WHAT THE TASK REQUIRES
From the first line to the last, give the listing again exactly.

MATERIAL PROVIDED

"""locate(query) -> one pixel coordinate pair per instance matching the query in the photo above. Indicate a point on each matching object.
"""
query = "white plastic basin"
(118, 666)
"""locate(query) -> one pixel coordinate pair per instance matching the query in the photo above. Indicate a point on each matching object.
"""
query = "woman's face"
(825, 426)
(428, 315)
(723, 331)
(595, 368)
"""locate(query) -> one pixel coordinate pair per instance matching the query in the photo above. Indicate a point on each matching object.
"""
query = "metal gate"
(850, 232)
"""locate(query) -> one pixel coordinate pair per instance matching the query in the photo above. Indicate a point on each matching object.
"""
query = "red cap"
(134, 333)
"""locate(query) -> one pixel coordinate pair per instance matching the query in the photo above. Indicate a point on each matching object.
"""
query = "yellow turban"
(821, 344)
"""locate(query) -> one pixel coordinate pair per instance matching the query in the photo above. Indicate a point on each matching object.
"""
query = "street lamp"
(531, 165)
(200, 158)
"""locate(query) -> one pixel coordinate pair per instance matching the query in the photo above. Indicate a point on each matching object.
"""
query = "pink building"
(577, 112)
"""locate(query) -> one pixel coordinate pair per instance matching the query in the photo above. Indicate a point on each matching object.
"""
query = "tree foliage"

WRITTEN RESPONSE
"""locate(query) -> one pixel coordinate pair per instance matching the query in the photo above. Indicate a point on each matching object.
"""
query = "white plastic basin"
(118, 666)
"""locate(query) -> one pixel coordinate pair per instance matching the query in the photo above. Indicate a point on each matching object.
"""
query = "woman's face"
(825, 426)
(428, 315)
(723, 331)
(595, 368)
"""locate(query) -> one pixel coordinate pair per instance matching the query in the photo above. Indicate a point on each matching object.
"""
query = "metal gate"
(850, 232)
"""locate(query) -> one pixel coordinate pair per instance matching the query in the photo above. Indicate a point on each matching object.
"""
query = "red cap"
(134, 333)
"""locate(query) -> one pixel coordinate pair per instance matching the query in the photo above. Indicate a point on each matching object.
"""
query = "yellow turban"
(821, 344)
"""locate(query) -> one pixel coordinate pair per instance matching the query in the photo above. Indicate a point on each matching object.
"""
query = "street lamp"
(531, 165)
(200, 158)
"""locate(query) -> one pixel coordinate pair per instance matching the query in the photo above. Indicate a point on each matching object.
"""
query = "pink building"
(577, 112)
"""locate(query) -> one pixel coordinate pair per instance matching the query in the photo above. Indicate a point on each matching object.
"""
query = "tree foliage"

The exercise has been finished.